WHAT YOU HAVE TO DO | Recast the lines from the one containing "Task: point out the white face" through the one containing "[[359, 319]]", both included, as a Markdown table with the columns Index and Text. Number each line in Index, put the line itself in Text, and omit blank lines.

-- Begin SUPPLIED INFORMATION --

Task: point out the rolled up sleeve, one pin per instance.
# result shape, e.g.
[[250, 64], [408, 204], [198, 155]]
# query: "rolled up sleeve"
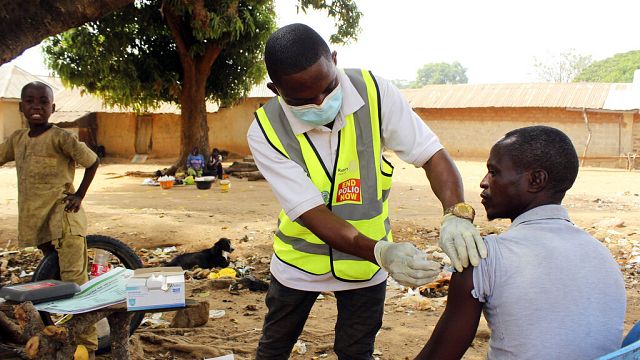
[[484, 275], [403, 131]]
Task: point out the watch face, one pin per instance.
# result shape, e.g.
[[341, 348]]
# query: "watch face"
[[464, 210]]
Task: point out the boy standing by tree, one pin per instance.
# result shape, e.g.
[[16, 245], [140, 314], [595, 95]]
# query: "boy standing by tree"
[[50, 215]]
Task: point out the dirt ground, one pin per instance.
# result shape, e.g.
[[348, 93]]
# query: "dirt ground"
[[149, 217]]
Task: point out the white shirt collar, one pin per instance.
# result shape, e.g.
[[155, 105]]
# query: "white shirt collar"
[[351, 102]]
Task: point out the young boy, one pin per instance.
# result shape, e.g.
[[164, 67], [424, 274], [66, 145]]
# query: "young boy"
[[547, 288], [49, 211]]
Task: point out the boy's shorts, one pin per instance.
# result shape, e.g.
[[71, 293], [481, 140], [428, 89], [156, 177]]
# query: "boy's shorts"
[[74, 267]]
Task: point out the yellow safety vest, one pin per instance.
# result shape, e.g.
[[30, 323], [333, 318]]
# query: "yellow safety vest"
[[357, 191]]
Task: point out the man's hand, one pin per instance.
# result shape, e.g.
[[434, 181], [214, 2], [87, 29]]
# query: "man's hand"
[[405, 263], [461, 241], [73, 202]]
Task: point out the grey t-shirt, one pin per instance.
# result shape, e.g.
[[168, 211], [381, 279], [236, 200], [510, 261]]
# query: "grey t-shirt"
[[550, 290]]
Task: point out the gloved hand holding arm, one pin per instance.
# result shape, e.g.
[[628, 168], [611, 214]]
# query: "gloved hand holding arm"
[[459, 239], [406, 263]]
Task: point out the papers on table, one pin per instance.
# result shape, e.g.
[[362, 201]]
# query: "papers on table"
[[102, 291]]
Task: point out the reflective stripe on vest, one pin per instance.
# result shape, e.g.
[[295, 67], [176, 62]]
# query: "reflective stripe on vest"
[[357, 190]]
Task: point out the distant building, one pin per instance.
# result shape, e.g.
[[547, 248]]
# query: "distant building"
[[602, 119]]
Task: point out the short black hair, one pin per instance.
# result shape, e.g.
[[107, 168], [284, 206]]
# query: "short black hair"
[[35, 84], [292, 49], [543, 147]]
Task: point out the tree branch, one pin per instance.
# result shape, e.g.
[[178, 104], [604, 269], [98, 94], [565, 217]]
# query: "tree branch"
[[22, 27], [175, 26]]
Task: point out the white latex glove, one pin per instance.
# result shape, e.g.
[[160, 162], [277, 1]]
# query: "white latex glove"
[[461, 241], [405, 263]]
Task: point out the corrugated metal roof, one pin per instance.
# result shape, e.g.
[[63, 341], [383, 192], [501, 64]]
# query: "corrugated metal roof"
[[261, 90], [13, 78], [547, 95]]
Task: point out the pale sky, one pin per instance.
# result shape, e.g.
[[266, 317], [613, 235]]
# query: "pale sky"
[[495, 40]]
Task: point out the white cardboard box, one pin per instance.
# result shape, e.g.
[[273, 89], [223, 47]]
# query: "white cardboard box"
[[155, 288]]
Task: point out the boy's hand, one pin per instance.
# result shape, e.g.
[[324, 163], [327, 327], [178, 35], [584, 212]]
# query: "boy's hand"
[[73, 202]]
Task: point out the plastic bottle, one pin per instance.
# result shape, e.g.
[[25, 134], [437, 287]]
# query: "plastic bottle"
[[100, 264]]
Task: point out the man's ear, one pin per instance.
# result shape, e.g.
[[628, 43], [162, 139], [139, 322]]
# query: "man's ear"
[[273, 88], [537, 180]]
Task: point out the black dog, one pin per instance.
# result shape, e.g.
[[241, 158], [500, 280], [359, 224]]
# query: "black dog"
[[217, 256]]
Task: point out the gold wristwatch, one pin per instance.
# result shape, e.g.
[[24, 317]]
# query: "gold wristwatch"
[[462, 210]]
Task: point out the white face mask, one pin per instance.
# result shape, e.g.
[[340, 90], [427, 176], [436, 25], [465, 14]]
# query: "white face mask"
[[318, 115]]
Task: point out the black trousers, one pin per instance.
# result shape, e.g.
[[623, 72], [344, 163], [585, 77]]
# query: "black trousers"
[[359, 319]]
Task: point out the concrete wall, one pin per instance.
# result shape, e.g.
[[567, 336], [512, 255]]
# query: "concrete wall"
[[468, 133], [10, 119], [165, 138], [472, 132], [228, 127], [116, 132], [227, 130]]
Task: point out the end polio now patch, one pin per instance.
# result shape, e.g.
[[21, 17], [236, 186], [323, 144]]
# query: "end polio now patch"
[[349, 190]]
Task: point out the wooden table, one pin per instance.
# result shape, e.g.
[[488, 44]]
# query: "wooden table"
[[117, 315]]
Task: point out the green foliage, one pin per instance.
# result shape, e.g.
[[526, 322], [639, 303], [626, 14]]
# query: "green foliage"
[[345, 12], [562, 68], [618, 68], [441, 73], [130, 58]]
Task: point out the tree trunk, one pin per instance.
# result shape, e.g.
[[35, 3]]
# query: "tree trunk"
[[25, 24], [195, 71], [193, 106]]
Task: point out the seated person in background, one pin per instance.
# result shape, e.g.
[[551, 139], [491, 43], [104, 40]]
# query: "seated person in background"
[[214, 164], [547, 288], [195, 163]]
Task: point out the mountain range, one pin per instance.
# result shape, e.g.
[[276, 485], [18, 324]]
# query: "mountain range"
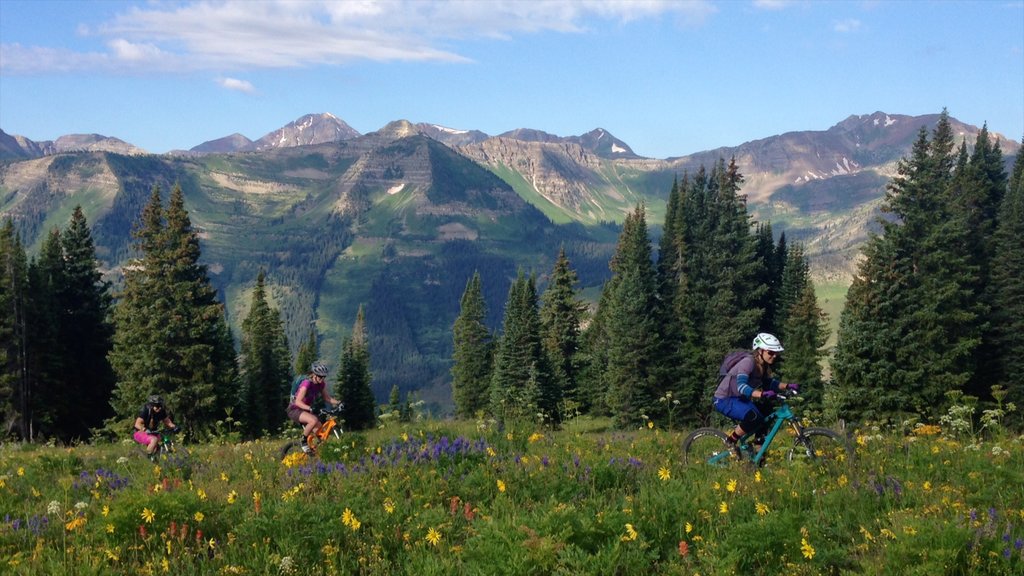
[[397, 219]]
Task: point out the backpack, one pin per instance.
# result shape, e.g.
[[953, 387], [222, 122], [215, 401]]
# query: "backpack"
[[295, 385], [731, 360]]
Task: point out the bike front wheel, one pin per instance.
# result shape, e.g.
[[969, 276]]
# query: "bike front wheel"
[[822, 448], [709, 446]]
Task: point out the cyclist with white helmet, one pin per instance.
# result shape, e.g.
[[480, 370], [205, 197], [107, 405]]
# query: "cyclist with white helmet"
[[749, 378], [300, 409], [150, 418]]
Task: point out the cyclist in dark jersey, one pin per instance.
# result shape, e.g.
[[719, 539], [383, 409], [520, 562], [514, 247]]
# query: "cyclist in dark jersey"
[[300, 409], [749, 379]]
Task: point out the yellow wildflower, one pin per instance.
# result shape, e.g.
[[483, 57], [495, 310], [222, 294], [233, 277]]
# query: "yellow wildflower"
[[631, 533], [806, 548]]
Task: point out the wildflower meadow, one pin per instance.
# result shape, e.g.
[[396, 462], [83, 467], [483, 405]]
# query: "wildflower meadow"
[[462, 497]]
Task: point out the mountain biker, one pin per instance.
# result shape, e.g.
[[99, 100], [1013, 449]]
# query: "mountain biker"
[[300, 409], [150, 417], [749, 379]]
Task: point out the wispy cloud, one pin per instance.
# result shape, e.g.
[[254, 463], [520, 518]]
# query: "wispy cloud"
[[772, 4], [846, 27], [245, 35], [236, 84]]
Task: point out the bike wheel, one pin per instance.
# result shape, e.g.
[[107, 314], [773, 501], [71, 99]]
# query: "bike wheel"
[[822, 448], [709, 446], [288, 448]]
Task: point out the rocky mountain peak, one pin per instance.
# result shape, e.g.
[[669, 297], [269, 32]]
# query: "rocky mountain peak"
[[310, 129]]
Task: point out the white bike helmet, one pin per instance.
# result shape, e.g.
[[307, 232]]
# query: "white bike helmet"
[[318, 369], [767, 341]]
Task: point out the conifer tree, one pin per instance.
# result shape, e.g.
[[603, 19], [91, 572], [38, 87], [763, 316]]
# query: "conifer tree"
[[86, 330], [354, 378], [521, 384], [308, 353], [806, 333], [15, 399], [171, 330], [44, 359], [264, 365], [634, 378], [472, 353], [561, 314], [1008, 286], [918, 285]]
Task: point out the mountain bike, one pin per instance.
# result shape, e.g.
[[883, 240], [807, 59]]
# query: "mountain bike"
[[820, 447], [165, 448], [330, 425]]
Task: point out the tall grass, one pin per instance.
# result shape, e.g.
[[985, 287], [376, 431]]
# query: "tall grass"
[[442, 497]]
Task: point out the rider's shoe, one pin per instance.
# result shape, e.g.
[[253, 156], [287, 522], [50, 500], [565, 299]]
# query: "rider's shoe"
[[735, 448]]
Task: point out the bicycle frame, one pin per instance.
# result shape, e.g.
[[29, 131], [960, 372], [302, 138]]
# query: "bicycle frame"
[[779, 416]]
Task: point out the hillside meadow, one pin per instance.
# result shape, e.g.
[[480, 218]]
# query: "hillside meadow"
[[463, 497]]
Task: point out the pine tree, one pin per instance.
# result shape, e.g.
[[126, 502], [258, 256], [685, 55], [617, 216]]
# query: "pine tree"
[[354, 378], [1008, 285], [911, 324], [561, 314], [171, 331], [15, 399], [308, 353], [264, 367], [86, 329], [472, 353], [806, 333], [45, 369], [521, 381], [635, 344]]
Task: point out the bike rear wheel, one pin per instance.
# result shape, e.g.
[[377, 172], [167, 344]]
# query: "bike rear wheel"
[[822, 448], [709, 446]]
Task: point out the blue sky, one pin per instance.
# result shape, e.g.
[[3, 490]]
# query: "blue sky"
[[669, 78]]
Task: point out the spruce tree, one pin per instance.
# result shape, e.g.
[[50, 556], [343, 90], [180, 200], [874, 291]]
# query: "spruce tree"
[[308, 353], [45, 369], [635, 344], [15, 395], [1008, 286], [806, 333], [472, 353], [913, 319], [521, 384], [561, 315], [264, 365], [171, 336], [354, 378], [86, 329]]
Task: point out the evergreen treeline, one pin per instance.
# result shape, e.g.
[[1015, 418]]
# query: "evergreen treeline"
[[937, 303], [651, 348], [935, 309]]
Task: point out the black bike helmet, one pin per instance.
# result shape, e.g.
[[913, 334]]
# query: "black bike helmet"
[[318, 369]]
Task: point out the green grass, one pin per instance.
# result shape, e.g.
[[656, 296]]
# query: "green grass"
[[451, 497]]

-- End SUPPLIED INFORMATION --
-- Begin SUPPLIED INFORMATION --

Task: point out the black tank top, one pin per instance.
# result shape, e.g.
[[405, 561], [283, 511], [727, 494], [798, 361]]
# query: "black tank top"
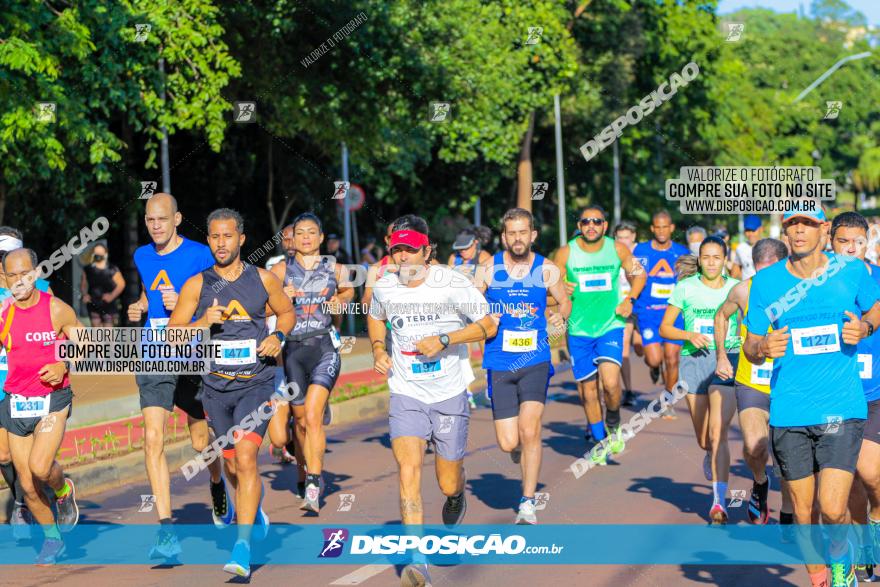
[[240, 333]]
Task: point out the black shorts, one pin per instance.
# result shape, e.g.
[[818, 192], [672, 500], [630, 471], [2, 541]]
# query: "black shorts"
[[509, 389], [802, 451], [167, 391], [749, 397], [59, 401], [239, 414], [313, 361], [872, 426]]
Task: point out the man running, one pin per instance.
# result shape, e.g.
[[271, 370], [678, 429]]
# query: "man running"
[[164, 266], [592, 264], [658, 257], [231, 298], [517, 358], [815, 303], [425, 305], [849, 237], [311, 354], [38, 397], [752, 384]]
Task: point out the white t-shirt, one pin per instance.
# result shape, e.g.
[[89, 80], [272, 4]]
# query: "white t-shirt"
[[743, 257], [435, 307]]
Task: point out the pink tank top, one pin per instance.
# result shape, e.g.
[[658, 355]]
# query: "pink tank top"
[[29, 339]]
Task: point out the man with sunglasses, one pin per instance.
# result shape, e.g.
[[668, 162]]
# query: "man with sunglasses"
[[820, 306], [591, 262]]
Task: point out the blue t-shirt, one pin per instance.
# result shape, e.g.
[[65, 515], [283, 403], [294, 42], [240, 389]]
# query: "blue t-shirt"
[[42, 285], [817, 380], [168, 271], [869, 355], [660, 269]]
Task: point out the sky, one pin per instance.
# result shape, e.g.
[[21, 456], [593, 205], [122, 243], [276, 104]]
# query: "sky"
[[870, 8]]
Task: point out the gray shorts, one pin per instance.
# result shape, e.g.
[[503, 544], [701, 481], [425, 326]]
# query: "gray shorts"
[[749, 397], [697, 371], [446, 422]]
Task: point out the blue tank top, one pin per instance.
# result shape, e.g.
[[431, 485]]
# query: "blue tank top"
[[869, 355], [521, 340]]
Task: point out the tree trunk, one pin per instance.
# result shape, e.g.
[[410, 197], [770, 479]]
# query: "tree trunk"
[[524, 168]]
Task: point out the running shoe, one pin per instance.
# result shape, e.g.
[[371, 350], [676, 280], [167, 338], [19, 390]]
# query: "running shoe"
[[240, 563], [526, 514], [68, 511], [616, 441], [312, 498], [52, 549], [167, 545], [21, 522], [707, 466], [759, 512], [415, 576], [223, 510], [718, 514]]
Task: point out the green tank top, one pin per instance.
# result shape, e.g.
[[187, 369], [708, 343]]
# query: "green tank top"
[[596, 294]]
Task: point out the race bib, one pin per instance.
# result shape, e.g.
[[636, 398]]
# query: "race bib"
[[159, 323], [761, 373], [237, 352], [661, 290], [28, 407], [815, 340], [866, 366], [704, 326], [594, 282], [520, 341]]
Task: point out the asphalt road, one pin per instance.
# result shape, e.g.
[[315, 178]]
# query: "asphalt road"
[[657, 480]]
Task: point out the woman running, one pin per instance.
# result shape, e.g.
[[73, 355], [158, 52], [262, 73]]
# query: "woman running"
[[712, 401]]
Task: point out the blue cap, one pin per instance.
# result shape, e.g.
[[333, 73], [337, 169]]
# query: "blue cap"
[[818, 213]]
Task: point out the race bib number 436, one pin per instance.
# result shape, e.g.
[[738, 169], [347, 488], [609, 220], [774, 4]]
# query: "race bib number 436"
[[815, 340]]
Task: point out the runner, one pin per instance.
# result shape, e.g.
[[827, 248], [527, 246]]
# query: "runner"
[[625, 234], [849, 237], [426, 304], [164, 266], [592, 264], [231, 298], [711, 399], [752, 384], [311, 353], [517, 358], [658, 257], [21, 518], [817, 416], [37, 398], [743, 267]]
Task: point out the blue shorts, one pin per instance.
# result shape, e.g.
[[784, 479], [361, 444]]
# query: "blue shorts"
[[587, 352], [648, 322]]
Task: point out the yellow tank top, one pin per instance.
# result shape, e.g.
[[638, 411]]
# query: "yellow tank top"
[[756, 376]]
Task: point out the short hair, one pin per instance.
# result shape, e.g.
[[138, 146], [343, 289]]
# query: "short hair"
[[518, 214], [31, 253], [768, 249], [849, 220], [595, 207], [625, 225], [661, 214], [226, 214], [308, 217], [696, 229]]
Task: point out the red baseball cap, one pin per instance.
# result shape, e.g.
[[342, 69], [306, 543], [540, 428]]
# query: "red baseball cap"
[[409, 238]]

-- End SUPPLIED INFORMATION --

SOLUTION TO THE EXERCISE |
| Index | Text |
|---|---|
| 1 | Task: point out the white face mask, one pin per instance. |
| 2 | # result shape, e.g. |
| 3 | [[340, 90], [427, 176], [436, 25], [465, 14]] |
| 4 | # query: "white face mask" |
| 5 | [[318, 115]] |
| 6 | Task: point out the black trousers, one pin per instance. |
| 7 | # result shape, e.g. |
| 8 | [[623, 72], [344, 163], [585, 77]] |
| 9 | # query: "black trousers" |
| 10 | [[359, 319]] |